- RAW DATA -

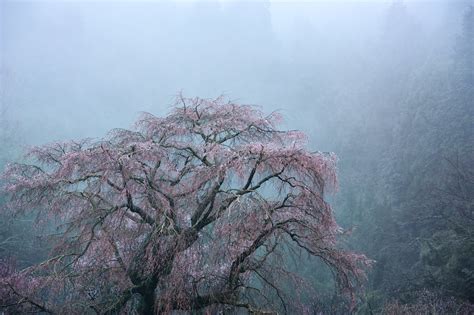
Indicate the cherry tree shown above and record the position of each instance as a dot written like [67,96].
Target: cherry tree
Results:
[197,210]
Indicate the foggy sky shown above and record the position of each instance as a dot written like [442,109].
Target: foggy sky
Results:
[79,68]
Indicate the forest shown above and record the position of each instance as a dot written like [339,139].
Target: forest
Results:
[237,157]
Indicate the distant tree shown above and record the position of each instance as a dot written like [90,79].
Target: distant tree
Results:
[186,212]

- EXERCISE REQUIREMENTS -
Rewrite every row above, requests included, and shift each coordinate in the results by -77, leaving the sample points inside the requests unchanged. Omit the pictures.

- SOLUTION FOR THIS EXERCISE -
Indicate the cherry tree shown above and record the position of each instance as a dot written like [67,96].
Target: cherry tree
Results:
[120,133]
Indicate the foggy sky shown above and record the position of each instance as a dot written like [442,109].
Target: foggy sky
Results:
[2,-9]
Indicate the forest shown above and record the position of each instance as a dot written like [339,139].
Target: forest
Results:
[160,80]
Indicate the distant tree shown above and record the position of each instance as a dot written like [90,79].
Target: distant tree
Results:
[109,135]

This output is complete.